• **WHAT THE TASK ASKS**
Please count the lines in the material below that contain the string "cliff", treating uppercase and lowercase as different. Reply with the number alone.

• **DATA TO USE**
= = = =

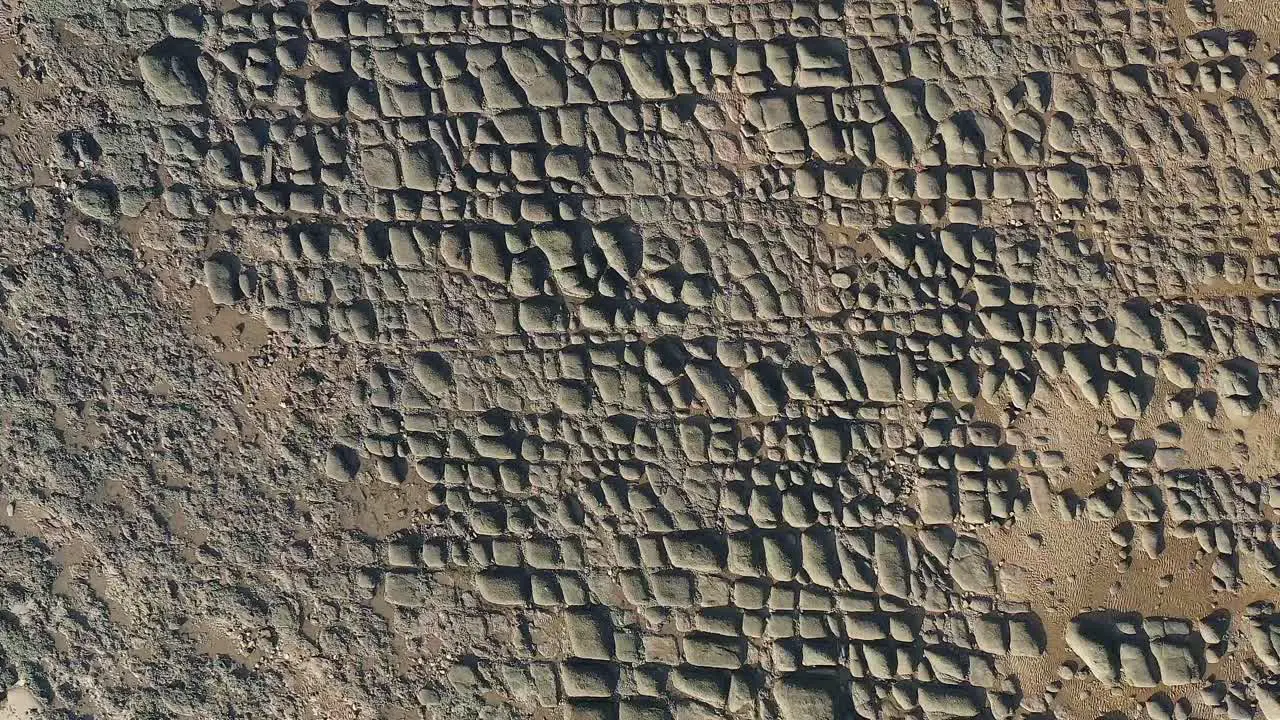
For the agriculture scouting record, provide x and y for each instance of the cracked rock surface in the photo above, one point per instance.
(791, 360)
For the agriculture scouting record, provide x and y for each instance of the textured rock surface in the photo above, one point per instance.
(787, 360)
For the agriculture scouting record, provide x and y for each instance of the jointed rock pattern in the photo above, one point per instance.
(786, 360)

= = = =

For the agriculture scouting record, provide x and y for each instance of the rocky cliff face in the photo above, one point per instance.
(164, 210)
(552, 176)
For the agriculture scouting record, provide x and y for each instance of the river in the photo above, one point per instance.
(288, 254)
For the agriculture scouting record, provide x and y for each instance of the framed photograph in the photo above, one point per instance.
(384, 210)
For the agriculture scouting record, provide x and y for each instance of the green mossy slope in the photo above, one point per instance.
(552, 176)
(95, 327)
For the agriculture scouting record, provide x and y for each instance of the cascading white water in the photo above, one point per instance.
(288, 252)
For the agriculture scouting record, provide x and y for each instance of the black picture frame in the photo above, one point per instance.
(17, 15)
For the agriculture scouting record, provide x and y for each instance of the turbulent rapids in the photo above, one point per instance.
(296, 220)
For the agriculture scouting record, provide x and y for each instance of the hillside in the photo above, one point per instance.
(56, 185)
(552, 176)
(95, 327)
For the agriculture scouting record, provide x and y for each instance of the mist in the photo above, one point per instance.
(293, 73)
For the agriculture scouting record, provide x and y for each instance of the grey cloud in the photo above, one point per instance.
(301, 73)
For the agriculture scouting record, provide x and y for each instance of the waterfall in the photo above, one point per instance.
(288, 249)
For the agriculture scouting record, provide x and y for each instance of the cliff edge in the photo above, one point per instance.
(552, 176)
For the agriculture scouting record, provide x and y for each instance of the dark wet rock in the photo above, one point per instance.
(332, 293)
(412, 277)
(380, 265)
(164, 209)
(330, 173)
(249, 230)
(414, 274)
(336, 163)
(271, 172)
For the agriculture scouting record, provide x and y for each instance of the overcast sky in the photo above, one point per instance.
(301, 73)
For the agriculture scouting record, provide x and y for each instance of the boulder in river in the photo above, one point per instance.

= = = =

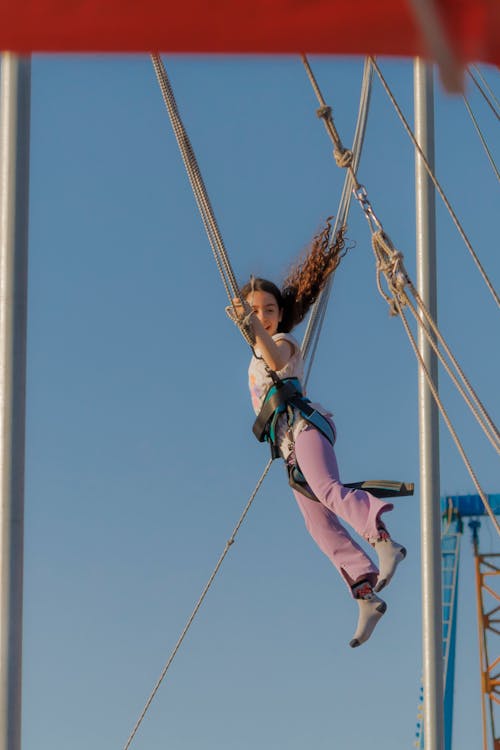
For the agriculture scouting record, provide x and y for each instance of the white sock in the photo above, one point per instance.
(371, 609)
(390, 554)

= = = =

• **SOLUTION BELOW**
2